But it was a God thing because I could not get out of bed. I could not feed myself. I had to have injections five times a day to keep my blood thin. All of these things. If I didn't have my husband there, he completely had to take over everything. Interestingly, as soon as I started getting better, that's when the job offer finally came through. So, God works.

Ann Wilson: I'm thinking of you too, Alicia, because I'm a doer, I'm a go-getter, and so are you. Here you are on your back. You can't even be a mom, really.

Alicia Michelle: I couldn't do anything, and that is a very sobering place to be when God takes everything away. You have nothing but just the aloneness with the Lord. It was just like, "You need to change. I'm going to give you a second chance here, but it's not hacks. It's not like, oh, I just need to sleep a little bit more."

People had been telling me for years, "You need to sleep more." I was sleeping four hours a night for probably about 15 years. I went to bed at 12:30 and woke up at 4:30 because I had so much to do. That was how I felt like I was at least able to do something in my life was just get stuff done. So that just had built up.

It was more than just, "Oh, you need to sleep." It was like, "What is keeping you stuck in this pattern where all that you are doing is just to perform, to please? There's something in there." As I began investigating that, learning more about that, learning about the science, especially how the mind works, I ended up becoming certified as a neuro-coach understanding how that works and how to help others.

I realized I'd been working with women up to that point already, but there was this shift now where I said, "How many other people have these inner thoughts that are driving them, where they know truth, they know that God loves them, they know that they're enough in Christ, but why are they still," including me in the "they," "why are they still not living from that? Why are they still living in this emptiness and feeling not enough?"

Ann Wilson: I used to say that all the time. Even going to seminary, I felt like I knew all the right answers. I know what the Bible says about identity, how much He loves me, how He's with me. I couldn't get that head knowledge to get down into my heart to feel it.

#### [RECORDS PROVIDED]
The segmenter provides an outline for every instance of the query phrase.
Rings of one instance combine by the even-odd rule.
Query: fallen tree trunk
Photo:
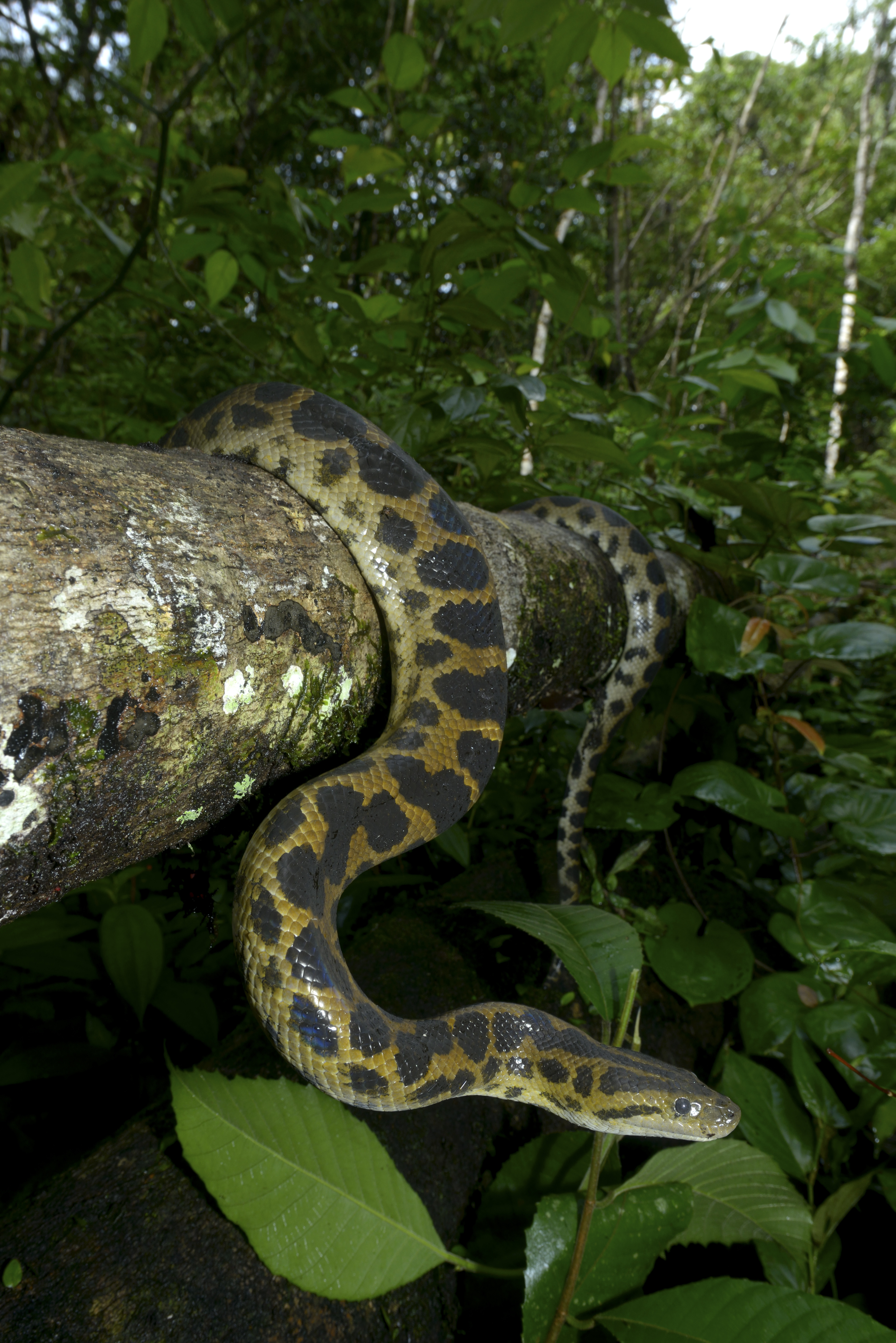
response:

#### [EXERCISE TASKS]
1: Reproduce the passage from the interview transcript above, starting with "Alicia Michelle: I" and going on through "had built up.".
2: Resume the interview transcript between Ann Wilson and Alicia Michelle after its last line.

#### [SET OF ANSWERS]
1:
Alicia Michelle: I couldn't do anything, and that is a very sobering place to be when God takes everything away. You have nothing but just the aloneness with the Lord. It was just like, "You need to change. I'm going to give you a second chance here, but it's not hacks. It's not like, oh, I just need to sleep a little bit more."

People had been telling me for years, "You need to sleep more." I was sleeping four hours a night for probably about 15 years. I went to bed at 12:30 and woke up at 4:30 because I had so much to do. That was how I felt like I was at least able to do something in my life was just get stuff done. So that just had built up.

2:
Dave Wilson: Okay, you’ve got to answer the question. Everybody’s asking, "Okay, why?" because that is everybody’s journey.

Alicia Michelle: Isn't that so cool? So I began understanding how the brain works. To make it very simple, if we think of the brain as the subconscious part of our brain, we'll call it that, and the logical prefrontal cortex. In the subconscious part of our brain, there are these patterns that we've developed. These patterns and habits are very helpful, like it helps us know how to pick up a glass, knows how to use a fork, because our brain has learned how to do that, and it's like running a little computer program every time we do that.

But around the ages of 9 to 11, the brain starts creating those same patterns around identity, specifically around love, worth, and enough. So, without us even realizing it, we're starting to see, "What is happening in my life that makes me feel loved? What is happening in my life to make me feel worthy?"

Well, if you live in a place where maybe your looks have made you feel worthy, or somebody told you that if you got good grades, so those patterns start to be developed, and the brain just says when you're in that stimulus where I need to feel loved, oh, well, this works, so you just do it. So it's this almost automatic patterning. Maybe we get to an age where logically we go, "Oh, I learned this about me, about what Jesus says about me. That's not the same." So there's this battle happening.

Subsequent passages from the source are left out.